*** EXERCISE MATERIALS ***

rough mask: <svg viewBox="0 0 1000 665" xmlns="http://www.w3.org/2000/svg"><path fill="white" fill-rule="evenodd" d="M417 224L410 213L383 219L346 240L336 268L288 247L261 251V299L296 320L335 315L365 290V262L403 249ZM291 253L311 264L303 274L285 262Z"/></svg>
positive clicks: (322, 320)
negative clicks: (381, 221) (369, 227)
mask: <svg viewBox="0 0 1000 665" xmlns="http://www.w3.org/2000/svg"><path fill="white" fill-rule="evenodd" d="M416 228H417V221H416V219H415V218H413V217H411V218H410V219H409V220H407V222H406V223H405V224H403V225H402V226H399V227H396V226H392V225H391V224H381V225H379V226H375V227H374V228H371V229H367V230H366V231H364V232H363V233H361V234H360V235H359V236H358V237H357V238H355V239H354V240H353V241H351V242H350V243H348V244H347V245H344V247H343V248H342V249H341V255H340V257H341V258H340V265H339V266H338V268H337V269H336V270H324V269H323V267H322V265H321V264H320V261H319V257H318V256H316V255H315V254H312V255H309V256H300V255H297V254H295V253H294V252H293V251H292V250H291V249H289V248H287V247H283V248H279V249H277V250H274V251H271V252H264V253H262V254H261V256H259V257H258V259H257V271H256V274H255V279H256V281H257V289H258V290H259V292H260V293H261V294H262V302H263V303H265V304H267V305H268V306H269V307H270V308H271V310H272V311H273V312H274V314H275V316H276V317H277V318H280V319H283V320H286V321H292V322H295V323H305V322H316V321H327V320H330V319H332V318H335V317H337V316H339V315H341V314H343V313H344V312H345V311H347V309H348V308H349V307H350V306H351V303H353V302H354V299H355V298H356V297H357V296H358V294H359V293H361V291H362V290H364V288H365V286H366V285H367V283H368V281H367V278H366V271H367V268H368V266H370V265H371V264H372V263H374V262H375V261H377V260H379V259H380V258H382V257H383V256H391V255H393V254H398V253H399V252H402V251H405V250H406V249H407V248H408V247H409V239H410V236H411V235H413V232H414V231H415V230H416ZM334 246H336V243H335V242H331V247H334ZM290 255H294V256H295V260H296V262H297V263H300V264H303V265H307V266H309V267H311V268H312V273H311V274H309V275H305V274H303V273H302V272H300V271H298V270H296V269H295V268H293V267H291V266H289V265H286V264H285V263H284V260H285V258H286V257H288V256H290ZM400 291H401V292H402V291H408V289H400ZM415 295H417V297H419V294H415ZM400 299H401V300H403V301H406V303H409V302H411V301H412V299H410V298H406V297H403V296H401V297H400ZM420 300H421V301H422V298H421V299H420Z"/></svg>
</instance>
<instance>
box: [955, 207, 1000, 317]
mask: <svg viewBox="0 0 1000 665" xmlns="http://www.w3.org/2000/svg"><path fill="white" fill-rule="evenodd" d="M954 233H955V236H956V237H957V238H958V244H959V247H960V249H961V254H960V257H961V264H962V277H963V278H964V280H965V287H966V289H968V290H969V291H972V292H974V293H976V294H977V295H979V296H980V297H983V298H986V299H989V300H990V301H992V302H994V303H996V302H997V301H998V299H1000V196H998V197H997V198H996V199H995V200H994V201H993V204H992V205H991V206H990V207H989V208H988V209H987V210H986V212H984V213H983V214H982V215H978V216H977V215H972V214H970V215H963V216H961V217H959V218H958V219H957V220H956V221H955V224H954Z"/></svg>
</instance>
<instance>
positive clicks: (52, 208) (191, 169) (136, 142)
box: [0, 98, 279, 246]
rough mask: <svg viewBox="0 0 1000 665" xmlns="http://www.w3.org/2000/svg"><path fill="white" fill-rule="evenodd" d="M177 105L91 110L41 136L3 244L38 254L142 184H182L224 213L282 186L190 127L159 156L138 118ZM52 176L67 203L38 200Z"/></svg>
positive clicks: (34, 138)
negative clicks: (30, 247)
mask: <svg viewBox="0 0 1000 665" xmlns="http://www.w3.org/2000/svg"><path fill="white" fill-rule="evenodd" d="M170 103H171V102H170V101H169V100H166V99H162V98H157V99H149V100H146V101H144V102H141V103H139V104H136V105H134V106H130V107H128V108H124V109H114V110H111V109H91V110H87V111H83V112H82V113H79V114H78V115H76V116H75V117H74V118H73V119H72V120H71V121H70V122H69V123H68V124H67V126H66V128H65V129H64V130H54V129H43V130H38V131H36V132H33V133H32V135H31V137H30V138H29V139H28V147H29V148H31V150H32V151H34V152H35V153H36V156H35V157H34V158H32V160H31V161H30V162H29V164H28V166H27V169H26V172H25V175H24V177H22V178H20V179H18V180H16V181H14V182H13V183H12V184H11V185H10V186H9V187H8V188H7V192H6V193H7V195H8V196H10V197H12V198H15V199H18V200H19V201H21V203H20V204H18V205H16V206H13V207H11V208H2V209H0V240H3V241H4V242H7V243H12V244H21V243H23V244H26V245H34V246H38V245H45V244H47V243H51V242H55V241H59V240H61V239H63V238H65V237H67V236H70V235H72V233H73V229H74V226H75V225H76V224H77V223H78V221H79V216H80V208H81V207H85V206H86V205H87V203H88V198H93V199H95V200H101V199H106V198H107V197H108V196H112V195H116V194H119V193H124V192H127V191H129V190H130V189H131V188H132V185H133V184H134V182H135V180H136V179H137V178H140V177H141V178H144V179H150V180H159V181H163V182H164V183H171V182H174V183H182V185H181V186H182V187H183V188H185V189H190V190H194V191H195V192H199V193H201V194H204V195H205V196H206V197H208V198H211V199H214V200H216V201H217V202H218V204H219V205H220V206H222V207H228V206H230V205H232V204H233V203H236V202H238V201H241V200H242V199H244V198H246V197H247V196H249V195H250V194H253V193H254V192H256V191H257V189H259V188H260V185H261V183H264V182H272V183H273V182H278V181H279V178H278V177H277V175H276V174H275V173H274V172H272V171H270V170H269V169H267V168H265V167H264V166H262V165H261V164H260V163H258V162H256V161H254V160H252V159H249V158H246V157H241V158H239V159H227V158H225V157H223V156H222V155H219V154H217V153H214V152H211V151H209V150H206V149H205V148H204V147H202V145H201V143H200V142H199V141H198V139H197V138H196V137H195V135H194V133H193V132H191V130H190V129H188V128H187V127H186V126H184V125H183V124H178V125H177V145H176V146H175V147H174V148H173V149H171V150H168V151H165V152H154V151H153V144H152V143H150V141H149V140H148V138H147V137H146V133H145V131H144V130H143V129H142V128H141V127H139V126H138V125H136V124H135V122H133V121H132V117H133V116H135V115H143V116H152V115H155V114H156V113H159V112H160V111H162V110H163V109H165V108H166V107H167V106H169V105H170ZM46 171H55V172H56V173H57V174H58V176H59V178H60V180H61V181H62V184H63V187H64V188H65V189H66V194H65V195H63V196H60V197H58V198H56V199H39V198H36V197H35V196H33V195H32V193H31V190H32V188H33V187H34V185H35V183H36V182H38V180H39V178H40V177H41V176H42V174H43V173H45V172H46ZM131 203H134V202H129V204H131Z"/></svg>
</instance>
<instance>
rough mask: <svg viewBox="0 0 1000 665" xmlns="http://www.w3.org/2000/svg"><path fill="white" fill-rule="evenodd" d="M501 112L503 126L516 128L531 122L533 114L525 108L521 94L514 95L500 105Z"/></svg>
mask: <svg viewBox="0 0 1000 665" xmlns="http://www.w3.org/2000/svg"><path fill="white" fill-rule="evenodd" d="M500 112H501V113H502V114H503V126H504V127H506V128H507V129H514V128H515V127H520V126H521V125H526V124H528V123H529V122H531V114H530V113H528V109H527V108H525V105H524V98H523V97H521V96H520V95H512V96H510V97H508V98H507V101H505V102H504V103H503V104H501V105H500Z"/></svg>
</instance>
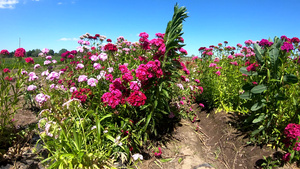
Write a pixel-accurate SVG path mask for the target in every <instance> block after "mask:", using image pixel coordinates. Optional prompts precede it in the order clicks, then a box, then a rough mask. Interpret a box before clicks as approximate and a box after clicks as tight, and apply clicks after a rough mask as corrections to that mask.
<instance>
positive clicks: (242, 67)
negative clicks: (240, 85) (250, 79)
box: [240, 67, 257, 76]
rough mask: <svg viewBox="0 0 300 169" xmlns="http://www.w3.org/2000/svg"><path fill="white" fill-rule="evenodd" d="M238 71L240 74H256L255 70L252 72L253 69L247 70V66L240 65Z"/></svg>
mask: <svg viewBox="0 0 300 169" xmlns="http://www.w3.org/2000/svg"><path fill="white" fill-rule="evenodd" d="M240 72H241V73H242V74H245V75H248V76H255V75H257V72H253V71H250V72H248V70H247V67H241V68H240Z"/></svg>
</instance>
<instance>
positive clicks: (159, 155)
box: [154, 147, 162, 157]
mask: <svg viewBox="0 0 300 169" xmlns="http://www.w3.org/2000/svg"><path fill="white" fill-rule="evenodd" d="M157 151H158V152H157ZM161 154H162V151H161V148H160V147H158V150H156V151H155V152H154V155H155V157H159V156H161Z"/></svg>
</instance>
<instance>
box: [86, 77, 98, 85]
mask: <svg viewBox="0 0 300 169" xmlns="http://www.w3.org/2000/svg"><path fill="white" fill-rule="evenodd" d="M87 83H88V85H90V86H97V83H98V80H97V79H95V78H90V79H89V80H88V81H87Z"/></svg>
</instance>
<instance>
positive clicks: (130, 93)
mask: <svg viewBox="0 0 300 169" xmlns="http://www.w3.org/2000/svg"><path fill="white" fill-rule="evenodd" d="M146 100H147V97H146V96H145V94H144V93H143V92H141V91H134V92H132V93H130V96H129V97H128V98H127V101H128V103H129V104H130V105H132V106H136V107H138V106H142V105H144V104H145V102H146Z"/></svg>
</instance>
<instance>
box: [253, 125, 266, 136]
mask: <svg viewBox="0 0 300 169" xmlns="http://www.w3.org/2000/svg"><path fill="white" fill-rule="evenodd" d="M263 129H265V127H264V126H260V127H259V128H258V129H256V130H254V131H253V132H252V133H251V135H252V136H254V135H256V134H258V133H259V132H261V131H262V130H263Z"/></svg>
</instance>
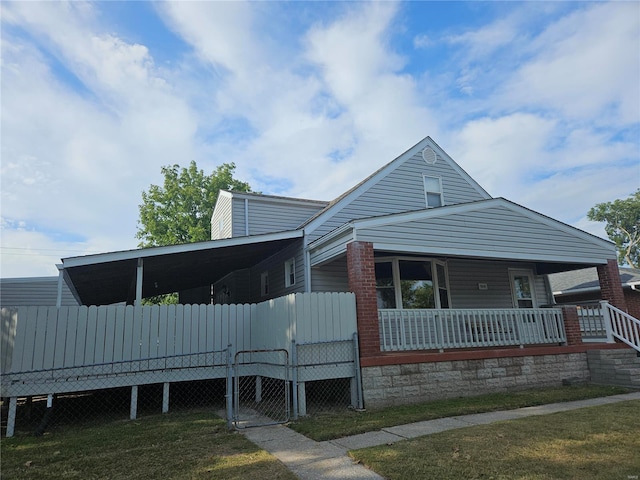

***

== WORK REQUIRED ==
Begin at the line above that has "Write a pixel-accurate" and stop after the line that has "positive clicks: (159, 155)", copying each line exactly and adding nothing else.

== SOLUTION TO THE EXERCISE ==
Write a pixel-accurate SVG path mask for the target in every <instance> block after "mask:", using image pixel coordinates. Optional prompts precede it in the order clicks, then a box, then a rough mask. Interpret a box before clicks as approximate and a box after clicks as tight, and apply clicks after a rough mask as corrections to that mask.
<instance>
positive clicks: (242, 67)
negative clicks: (240, 85) (250, 79)
box: [240, 67, 257, 76]
rough mask: <svg viewBox="0 0 300 169" xmlns="http://www.w3.org/2000/svg"><path fill="white" fill-rule="evenodd" d="M238 71L240 74H256L255 70L252 72L253 69L247 70V66L240 65Z"/></svg>
mask: <svg viewBox="0 0 300 169" xmlns="http://www.w3.org/2000/svg"><path fill="white" fill-rule="evenodd" d="M240 72H241V73H242V74H245V75H248V76H255V75H257V72H253V71H250V72H248V70H247V67H241V68H240Z"/></svg>
</instance>
<instance>
positive clicks: (159, 155)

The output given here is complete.